● **Image-grounded pointing data**
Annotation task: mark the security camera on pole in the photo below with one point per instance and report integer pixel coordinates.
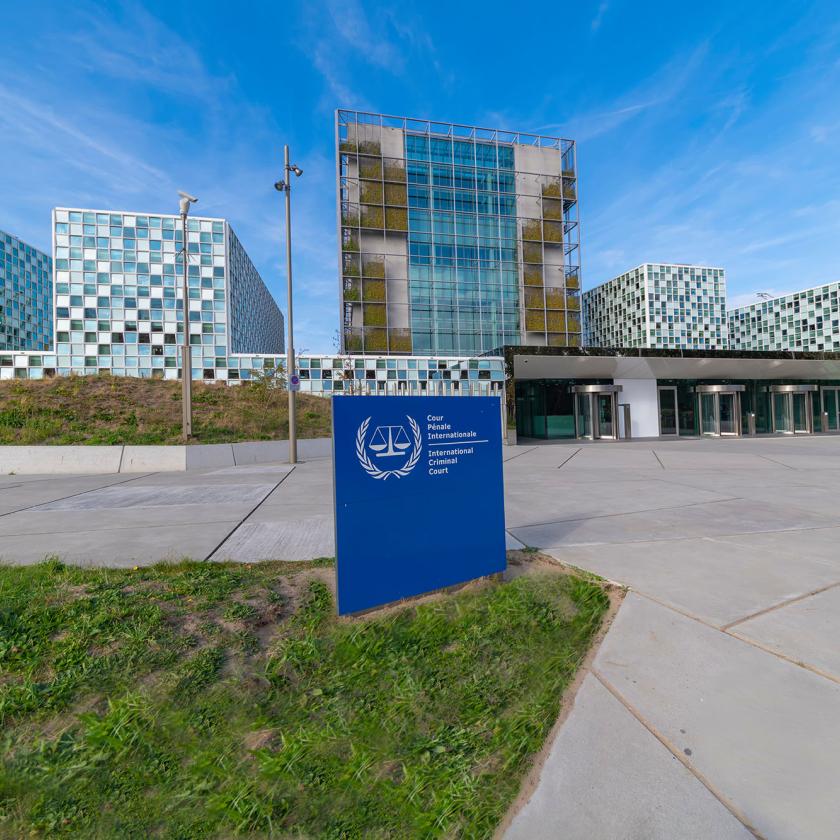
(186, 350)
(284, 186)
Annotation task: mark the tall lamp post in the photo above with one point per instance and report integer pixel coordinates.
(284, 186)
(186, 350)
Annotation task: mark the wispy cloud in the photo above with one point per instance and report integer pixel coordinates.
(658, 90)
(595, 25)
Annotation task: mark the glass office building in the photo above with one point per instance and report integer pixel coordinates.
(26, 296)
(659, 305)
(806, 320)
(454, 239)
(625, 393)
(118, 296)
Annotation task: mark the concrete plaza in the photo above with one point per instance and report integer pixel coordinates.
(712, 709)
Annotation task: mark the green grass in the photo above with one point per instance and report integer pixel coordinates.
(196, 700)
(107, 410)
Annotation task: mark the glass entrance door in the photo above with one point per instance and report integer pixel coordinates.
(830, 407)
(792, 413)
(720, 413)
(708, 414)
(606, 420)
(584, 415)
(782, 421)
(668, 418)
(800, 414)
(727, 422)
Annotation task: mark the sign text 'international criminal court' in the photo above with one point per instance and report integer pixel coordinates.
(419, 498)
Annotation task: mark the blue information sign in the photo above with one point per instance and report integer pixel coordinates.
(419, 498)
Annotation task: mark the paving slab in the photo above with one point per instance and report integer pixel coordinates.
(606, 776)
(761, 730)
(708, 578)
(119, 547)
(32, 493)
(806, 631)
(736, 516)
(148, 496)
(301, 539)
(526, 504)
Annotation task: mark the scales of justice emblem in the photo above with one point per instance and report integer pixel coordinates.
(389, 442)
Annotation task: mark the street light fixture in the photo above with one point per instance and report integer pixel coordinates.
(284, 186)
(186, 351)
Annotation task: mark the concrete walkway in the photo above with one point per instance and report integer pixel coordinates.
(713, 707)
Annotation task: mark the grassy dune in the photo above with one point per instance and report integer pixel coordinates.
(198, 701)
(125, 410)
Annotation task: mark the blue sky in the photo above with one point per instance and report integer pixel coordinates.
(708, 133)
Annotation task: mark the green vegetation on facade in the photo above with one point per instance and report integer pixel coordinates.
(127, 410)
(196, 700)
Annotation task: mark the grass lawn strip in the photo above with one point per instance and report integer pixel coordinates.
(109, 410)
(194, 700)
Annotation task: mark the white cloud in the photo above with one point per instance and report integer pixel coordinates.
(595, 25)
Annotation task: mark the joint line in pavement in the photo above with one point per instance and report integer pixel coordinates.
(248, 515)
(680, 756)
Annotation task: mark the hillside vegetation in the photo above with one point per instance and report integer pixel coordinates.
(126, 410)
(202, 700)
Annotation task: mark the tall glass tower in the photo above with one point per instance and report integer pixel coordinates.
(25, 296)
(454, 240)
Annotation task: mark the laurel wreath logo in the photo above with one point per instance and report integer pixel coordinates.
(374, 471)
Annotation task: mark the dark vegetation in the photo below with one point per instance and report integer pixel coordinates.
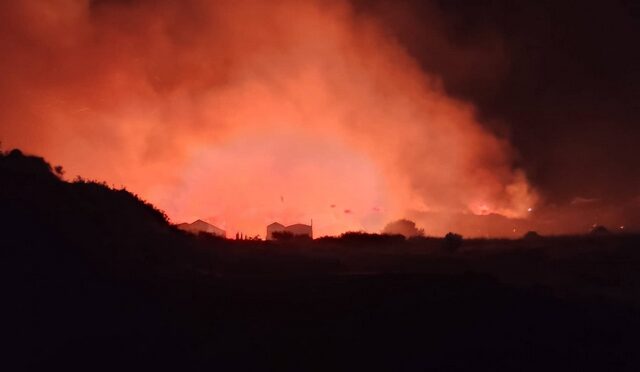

● **Task prompt**
Could you copy every record exactly, without the pictures?

● **Result below**
Annotation task: mark the security camera on pole in the photo below with one point per instance and report integer pixel coordinates.
(186, 350)
(284, 186)
Annotation task: mark the tall lamp post in the photo above with one point per instance and report integer pixel coordinates.
(284, 186)
(186, 350)
Annotation task: mark the wispy cloud in the photo above with one point per instance and report integer pixel coordinates.
(658, 90)
(595, 25)
Annotation task: mark the glass office building in the photo above with one point per instance and report integer pixel coordinates.
(26, 296)
(659, 305)
(806, 320)
(454, 239)
(625, 393)
(118, 296)
Annotation task: mark the concrete plaza in the photo above with one point per instance and report integer pixel coordinates.
(712, 709)
Annotation task: mark the green grass in the photo above with one point per instance and report integer pixel coordinates.
(196, 700)
(107, 410)
Annotation task: mark the glass entrance door in the photo above with one point per instance and report integer pixel coordinates.
(830, 407)
(792, 413)
(720, 413)
(708, 414)
(606, 420)
(584, 415)
(782, 421)
(668, 418)
(800, 414)
(727, 422)
Annotation task: mark the sign text 'international criminal court' in the photo above with one point per instance and report integer pixel coordinates.
(419, 498)
Annotation task: mark the blue information sign in the photo above with one point per instance and report integer pixel coordinates.
(419, 498)
Annotation task: mark the paving slab in the photo above with one point per instance and report integer pixel coordinates.
(606, 776)
(761, 730)
(708, 578)
(119, 547)
(32, 493)
(806, 631)
(736, 516)
(148, 496)
(301, 539)
(526, 504)
Annotation task: mark the scales of justice emblem in the photo above with one point per instance and report integer pixel coordinates.
(389, 442)
Annotation task: mark the street light fixture in the photo above with one point per instance and report integer pixel coordinates.
(284, 186)
(186, 351)
Annotation task: mark the concrete walkway in the photo above with one point per instance and report integer pixel coordinates.
(713, 707)
Annotation task: mark the grassy dune in the photo above with one point per instance and report integer pixel coordinates.
(198, 701)
(125, 410)
Annotation task: mark the blue sky in the photo above with one point per instance and report integer pixel coordinates.
(708, 133)
Annotation task: mark the green vegetation on facade in the photo above with one point per instance and report integer pixel coordinates.
(127, 410)
(196, 700)
Annotation task: mark the grass lawn strip in the photo above with one point per instance and report integer pixel coordinates.
(109, 410)
(194, 700)
Annotation task: mark the white cloud in the photo above with one point per instance and report integer pixel coordinates.
(595, 25)
Annotation task: mark the joint line in pavement in the photo above with one point per instance and report integer pixel coordinates.
(248, 515)
(680, 756)
Annotation task: mark the hillside vegetation in the photo above with one point per instance and report integer pixel coordinates.
(126, 410)
(202, 700)
Annotation task: mark the tall glass tower in the photo above with one point per instance and report integer pixel coordinates.
(25, 296)
(454, 240)
Annotation task: mark the laurel wreath logo in the photo above with one point per instance and report integer pixel coordinates.
(374, 471)
Annotation task: mark the dark vegetation in the photo below with one point per instance and report integer pixel coordinates.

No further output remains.